* [Excerpt provided]:
The financial reporting framework that has been applied in their preparation is applicable law and United Kingdom Accounting Standards, including FRS 102 “The Financial Reporting Standard applicable in the UK and Republic of Ireland” (United Kingdom Generally Accepted Accounting Practice).
In our opinion, the financial statements:
∙give a true and fair view of the state of the Company’s affairs as at 31 March 2024 and of its profit for the year then ended;
∙have been properly prepared in accordance with United Kingdom Generally Accepted Accounting Practice; and
∙have been prepared in accordance with the requirements of the Companies Act 2006.
Basis for opinion
We conducted our audit in accordance with International Standards on Auditing (UK) (ISAs (UK)) and applicable law. Our responsibilities under those standards are further described in the Auditor’s responsibilities for the audit of the financial statements section of our report. We are independent of the Company in accordance with the ethical requirements that are relevant to our audit of the financial statements in the UK, including the FRC’s Ethical Standard and we have fulfilled our other ethical responsibilities in accordance with these requirements. We believe that the audit evidence we have obtained is sufficient and appropriate to provide a basis for our opinion.

* [Stated task A]:
In the audit report excerpt, turn the paragraph that starts "We conducted our audit" into a short bulleted list that keeps its main facts.
* [Stated task B]:
According to the audit report excerpt, as at what date do the financial statements show the state of the Company's affairs?
The lines after this point aren't needed for anything here.

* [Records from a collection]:

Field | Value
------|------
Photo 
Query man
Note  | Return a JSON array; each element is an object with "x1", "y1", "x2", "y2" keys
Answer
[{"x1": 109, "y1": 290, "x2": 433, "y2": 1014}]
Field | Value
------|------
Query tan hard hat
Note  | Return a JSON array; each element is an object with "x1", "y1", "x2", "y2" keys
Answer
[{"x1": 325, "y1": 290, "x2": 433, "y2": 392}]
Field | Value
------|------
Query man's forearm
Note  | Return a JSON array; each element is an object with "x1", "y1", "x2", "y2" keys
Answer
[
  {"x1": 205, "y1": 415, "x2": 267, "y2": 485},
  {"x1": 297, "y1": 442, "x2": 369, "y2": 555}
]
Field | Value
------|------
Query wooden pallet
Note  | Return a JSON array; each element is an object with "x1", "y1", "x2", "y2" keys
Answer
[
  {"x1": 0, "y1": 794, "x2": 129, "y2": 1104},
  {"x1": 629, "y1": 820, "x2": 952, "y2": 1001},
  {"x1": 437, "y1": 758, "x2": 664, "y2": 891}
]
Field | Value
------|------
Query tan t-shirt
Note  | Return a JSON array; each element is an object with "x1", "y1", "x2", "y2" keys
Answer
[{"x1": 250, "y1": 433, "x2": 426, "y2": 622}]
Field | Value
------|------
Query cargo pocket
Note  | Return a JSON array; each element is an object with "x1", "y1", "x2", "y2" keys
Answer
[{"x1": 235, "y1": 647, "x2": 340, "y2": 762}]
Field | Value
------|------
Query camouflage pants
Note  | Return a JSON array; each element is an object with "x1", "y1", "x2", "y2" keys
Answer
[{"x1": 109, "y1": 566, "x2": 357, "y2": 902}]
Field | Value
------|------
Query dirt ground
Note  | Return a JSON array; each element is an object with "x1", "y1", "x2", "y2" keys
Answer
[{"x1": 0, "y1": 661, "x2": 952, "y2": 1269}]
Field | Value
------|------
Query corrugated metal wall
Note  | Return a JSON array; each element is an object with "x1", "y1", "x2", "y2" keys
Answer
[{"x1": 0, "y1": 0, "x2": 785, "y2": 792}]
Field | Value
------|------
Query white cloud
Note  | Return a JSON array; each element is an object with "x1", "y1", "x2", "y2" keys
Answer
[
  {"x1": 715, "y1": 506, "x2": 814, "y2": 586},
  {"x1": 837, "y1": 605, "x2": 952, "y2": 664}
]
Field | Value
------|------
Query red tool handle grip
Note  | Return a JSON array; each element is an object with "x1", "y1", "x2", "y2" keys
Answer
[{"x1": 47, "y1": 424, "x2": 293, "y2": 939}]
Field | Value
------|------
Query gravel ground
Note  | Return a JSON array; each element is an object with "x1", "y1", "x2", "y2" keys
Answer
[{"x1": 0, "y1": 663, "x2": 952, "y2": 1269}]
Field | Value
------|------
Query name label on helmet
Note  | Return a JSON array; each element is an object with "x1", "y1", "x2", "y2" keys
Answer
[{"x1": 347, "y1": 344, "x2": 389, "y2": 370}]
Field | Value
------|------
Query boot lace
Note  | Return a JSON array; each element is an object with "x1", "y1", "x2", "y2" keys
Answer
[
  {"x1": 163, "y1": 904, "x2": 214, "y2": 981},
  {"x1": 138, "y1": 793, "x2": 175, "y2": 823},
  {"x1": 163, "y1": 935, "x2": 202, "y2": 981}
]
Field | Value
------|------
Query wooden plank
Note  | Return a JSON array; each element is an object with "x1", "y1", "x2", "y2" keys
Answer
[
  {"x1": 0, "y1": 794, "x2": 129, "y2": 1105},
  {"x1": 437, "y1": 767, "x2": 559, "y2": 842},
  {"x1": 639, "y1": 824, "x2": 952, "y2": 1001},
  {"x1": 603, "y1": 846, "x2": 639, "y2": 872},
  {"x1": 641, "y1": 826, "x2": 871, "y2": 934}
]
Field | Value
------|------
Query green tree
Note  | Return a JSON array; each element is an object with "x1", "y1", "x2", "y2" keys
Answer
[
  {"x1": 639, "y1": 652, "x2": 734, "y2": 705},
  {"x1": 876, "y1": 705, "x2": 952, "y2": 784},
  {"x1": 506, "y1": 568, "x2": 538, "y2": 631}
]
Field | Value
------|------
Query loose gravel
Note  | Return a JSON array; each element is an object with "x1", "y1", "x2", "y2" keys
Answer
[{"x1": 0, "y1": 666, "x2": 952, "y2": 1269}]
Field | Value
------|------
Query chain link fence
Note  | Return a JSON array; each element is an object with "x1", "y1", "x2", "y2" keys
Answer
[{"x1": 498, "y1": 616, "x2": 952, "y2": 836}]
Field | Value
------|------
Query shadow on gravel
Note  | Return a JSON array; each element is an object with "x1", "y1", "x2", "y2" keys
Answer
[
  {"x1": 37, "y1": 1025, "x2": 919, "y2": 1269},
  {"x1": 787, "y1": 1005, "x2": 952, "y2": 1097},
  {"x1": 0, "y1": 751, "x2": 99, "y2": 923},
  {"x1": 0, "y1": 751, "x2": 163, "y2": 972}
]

* [Task solution A]:
- The audit followed International Standards on Auditing (UK) and applicable law.
- The auditor's responsibilities under those standards are set out in the report's section on the auditor's responsibilities for the audit of the financial statements.
- The auditor is independent of the Company under the UK ethical requirements that apply to the audit, including the FRC's Ethical Standard, and has met its other ethical responsibilities under those requirements.
- The auditor believes the audit evidence obtained is sufficient and appropriate to support its opinion.

* [Task solution B]:
31 March 2024